**THE TASK:** Repeat, exactly and completely, the entries shown underneath.

┌────────

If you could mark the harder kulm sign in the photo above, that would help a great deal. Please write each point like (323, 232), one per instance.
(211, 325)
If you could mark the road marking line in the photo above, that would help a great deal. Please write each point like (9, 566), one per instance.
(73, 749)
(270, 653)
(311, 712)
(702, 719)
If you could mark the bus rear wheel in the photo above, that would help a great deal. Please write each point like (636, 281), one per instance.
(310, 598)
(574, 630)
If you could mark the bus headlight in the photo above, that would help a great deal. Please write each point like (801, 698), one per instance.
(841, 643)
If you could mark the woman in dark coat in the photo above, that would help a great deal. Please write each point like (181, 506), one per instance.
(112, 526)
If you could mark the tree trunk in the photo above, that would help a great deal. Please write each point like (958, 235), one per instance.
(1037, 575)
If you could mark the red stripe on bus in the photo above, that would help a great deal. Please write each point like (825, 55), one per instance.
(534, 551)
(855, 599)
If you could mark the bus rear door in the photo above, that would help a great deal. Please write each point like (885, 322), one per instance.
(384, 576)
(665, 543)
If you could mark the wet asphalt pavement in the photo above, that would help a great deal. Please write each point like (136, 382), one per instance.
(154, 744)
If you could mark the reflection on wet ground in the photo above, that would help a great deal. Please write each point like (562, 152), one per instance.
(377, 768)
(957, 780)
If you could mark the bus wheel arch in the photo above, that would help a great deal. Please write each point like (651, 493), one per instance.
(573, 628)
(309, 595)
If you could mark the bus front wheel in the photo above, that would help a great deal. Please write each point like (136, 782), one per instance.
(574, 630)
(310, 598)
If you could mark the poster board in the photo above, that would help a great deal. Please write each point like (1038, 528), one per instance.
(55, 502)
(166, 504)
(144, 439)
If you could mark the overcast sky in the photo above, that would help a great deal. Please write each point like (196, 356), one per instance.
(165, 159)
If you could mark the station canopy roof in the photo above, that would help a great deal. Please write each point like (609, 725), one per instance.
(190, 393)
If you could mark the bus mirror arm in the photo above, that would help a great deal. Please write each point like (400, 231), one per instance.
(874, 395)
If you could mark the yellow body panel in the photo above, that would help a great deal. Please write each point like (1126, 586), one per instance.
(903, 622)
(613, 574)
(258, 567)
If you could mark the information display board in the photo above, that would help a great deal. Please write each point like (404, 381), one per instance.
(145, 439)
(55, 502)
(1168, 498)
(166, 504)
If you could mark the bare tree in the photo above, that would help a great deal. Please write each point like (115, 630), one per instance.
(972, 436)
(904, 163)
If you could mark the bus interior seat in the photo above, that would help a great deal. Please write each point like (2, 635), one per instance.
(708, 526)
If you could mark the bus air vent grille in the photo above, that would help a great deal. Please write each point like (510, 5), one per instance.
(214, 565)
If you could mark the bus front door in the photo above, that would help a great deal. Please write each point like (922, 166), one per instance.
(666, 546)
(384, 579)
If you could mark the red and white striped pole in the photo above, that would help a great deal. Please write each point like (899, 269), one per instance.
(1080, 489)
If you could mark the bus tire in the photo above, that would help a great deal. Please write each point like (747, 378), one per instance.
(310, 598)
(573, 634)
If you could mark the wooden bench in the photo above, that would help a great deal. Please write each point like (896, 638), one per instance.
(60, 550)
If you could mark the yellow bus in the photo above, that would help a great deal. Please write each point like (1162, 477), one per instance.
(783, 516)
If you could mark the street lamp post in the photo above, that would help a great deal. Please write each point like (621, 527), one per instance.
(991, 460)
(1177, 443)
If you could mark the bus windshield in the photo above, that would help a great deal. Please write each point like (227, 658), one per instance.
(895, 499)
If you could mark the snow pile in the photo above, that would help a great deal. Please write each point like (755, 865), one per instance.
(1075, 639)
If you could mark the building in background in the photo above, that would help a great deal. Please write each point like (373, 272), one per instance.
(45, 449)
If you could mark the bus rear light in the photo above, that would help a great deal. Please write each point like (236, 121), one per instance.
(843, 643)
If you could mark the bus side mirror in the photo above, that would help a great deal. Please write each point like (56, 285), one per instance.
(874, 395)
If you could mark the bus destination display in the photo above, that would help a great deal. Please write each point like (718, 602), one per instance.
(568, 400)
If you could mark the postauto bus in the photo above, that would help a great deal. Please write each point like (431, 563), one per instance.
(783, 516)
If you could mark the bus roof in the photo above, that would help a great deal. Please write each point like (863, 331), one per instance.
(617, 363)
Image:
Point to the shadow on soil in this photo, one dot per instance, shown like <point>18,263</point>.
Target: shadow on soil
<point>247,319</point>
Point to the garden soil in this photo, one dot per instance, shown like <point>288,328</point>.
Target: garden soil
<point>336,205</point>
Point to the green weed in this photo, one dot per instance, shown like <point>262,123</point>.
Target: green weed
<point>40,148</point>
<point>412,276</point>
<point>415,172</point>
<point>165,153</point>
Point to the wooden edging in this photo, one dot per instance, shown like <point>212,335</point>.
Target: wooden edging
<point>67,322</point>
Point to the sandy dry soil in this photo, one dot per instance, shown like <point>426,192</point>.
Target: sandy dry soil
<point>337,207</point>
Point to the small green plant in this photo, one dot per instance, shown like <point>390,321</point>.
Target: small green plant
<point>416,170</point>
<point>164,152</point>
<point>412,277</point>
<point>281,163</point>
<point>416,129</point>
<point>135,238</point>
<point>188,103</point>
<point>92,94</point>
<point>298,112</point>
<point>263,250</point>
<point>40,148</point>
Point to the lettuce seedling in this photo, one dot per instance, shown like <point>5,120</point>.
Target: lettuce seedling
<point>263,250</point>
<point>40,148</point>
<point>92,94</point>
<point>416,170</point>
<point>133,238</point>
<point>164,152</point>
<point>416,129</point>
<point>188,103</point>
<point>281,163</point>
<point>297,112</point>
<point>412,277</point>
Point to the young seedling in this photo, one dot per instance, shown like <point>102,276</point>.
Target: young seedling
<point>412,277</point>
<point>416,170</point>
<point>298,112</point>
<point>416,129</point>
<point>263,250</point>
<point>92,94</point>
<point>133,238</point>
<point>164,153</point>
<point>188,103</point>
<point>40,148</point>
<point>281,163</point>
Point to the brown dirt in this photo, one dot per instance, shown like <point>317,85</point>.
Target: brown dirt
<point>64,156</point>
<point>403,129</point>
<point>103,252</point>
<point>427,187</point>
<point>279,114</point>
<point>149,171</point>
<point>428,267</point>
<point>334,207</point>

└────────

**SOLUTION:**
If you could mark the harder kulm sign in the photo above, that would help a great deal. Please write each point like (323, 232), one per instance.
(211, 325)
If you could mark the road marking line in the photo above, that would help a great deal. Please write each point like (9, 566), one per instance.
(73, 749)
(270, 653)
(311, 712)
(702, 719)
If you could mark the bus rear wheel in the photo above, that would help a great deal. Please write each point like (636, 281), one per instance.
(310, 598)
(574, 630)
If you could mark the bus headlight in the photo above, that would help a great deal. Please write each point like (801, 698), one per instance.
(841, 643)
If you could mark the woman in dark coat in the photo above, that would help a great deal. Please write each point like (181, 506), one per instance.
(112, 526)
If you could mark the tree trunk in the photo above, that would help a great deal. Please write each point like (958, 235), one per instance.
(1037, 575)
If you could mark the red stripe on bus in the photo above, that would help a great deal. Please write each point like (825, 55), one per instance.
(534, 551)
(855, 599)
If you could mark the bus rear door in the photo above, that would help a great deal. Please write each point like (885, 322), one per instance.
(384, 576)
(665, 543)
If you could mark the wet asphalt pavement in the photo above, that would help a great deal. Please write each point like (136, 382), one per instance.
(154, 744)
If you could mark the reflection on wet ground in the photo above, that would help a great deal. Please write each point like (562, 152), one per instance.
(377, 768)
(957, 780)
If you could mark the bus wheel arch in the photo above, that would help a great deal. Please write each point like (651, 493), one per instance.
(573, 628)
(309, 595)
If you could mark the bus front wheel in the photo above, that would help a great deal. Please write each point like (136, 782), one per instance.
(574, 630)
(310, 598)
If you could mark the poster board in the photo above, that would help a great deal. Please write each point like (1038, 528), one per instance.
(55, 502)
(166, 504)
(144, 439)
If you could mark the overcast sky in the photo above, that would help a great deal. Please write each point like (196, 356), one per instance.
(165, 159)
If you could mark the station canopy roof in the photo above, that would help a great deal. Please write each point like (609, 725), one per instance.
(190, 393)
If you could mark the bus mirror arm in the photo above, that would help a great deal. Please write each point like (400, 231), one per instance.
(874, 395)
If you could mark the yellow body panel in the photo above, that would help a great deal. Please write each point like (1126, 586), one per instance.
(903, 622)
(613, 574)
(258, 567)
If you could mark the information display board in the photo above, that would help a great deal. Please write each point like (404, 381), one per instance.
(145, 439)
(55, 502)
(1168, 498)
(166, 504)
If you could mark the bare tree in the photo above, that would help a great deal. Please write each point like (115, 630), one per instance.
(972, 436)
(904, 163)
If you could mark the bus interior seat in the photo above, that would help a great deal. Please write each point like (2, 635), one per instance.
(708, 526)
If you could mark the bus air vent grille in the photo above, that would help a great deal. Please write each point like (510, 5), one per instance.
(214, 565)
If you could mark the bus front door in the photo above, that would help a great deal. Please write each point like (922, 166), one per instance.
(666, 546)
(384, 579)
If you could mark the red and white striped pole in the photo above, that would help a great deal. Please write each point like (899, 269), one per instance.
(1080, 489)
If you could mark the bus tire in the photo above, that would help a great deal. Please write each point like (747, 378), one per instance.
(310, 598)
(573, 634)
If you could mark the wooden bench in the photo above, that would help a great deal. Please write each point like (896, 638), one per instance.
(60, 550)
If you could mark the yellow bus in the photo above, that would help a great deal. Please write each point like (1162, 477), one per instance.
(783, 516)
If you could mark the street lamp post in the photo above, that would help a great deal. Please write each point like (621, 527), one per instance.
(991, 460)
(1177, 443)
If you could mark the bus windshield in the photo above, that would help a great deal. Please write each point like (227, 658), one per instance.
(895, 499)
If you could mark the snow pile in the photo above, that would help a great deal. Please write each point like (755, 865), one per instance.
(1075, 639)
If you could mark the building in background in the photo above, that would help a great deal. Please write each point like (373, 272), one per instance.
(45, 449)
If you could mark the bus rear light in the photo above, that would help a great deal. Please write each point like (236, 121), one per instance.
(843, 643)
If you could mark the bus side mirror in the photo above, that would help a great deal. Please write each point like (56, 285), one per instance.
(874, 395)
If you could mark the bus destination display in the photo above, that would help a great deal. Please write each point like (718, 602), one per instance.
(568, 400)
If you could mark the postauto bus in the photo above, that would help a great deal. Please write each point like (431, 563), one per instance.
(783, 516)
If you could mark the bus roof in the photo above, that would help a great deal. Please write each point like (863, 331), one per instance.
(617, 363)
Image:
Point to the shadow on soil in this photo, one dot per instance, shown like <point>18,263</point>.
Target: shadow on soil
<point>247,319</point>
Point to the garden soil in this photo, one dot per instance, shown like <point>288,328</point>.
Target: garden soil
<point>336,205</point>
Point to the green weed in this photo, one dot per instance, shown like <point>262,123</point>.
Target: green weed
<point>40,148</point>
<point>412,276</point>
<point>415,172</point>
<point>165,153</point>
Point to the wooden edging in this photo, one dot per instance, shown like <point>212,335</point>.
Target: wooden edging
<point>67,322</point>
Point to the sandy dry soil in this photo, one dot per instance, shown like <point>426,192</point>.
Target: sandy dry soil
<point>337,207</point>
Point to the small green plant in this photo, one dot per instance, shown like <point>390,321</point>.
Target: small green plant
<point>416,170</point>
<point>164,152</point>
<point>412,277</point>
<point>281,163</point>
<point>416,129</point>
<point>135,238</point>
<point>188,103</point>
<point>92,94</point>
<point>298,112</point>
<point>263,250</point>
<point>40,148</point>
Point to the lettuce seedling in this photo, one dot per instance, shown like <point>5,120</point>.
Target: lettuce seedling
<point>263,250</point>
<point>40,148</point>
<point>92,94</point>
<point>416,170</point>
<point>133,238</point>
<point>164,152</point>
<point>416,129</point>
<point>188,103</point>
<point>281,163</point>
<point>297,112</point>
<point>412,277</point>
Point to the young seedling in this photo, one dot per instance, shown like <point>102,276</point>.
Target: young seedling
<point>412,277</point>
<point>416,170</point>
<point>298,112</point>
<point>416,129</point>
<point>263,250</point>
<point>92,94</point>
<point>133,238</point>
<point>164,153</point>
<point>188,103</point>
<point>40,148</point>
<point>281,163</point>
Point to the brown dirt in this photo, one dot per instance, shown like <point>317,85</point>.
Target: brown dirt
<point>64,156</point>
<point>403,129</point>
<point>103,252</point>
<point>427,187</point>
<point>279,114</point>
<point>149,171</point>
<point>428,267</point>
<point>334,207</point>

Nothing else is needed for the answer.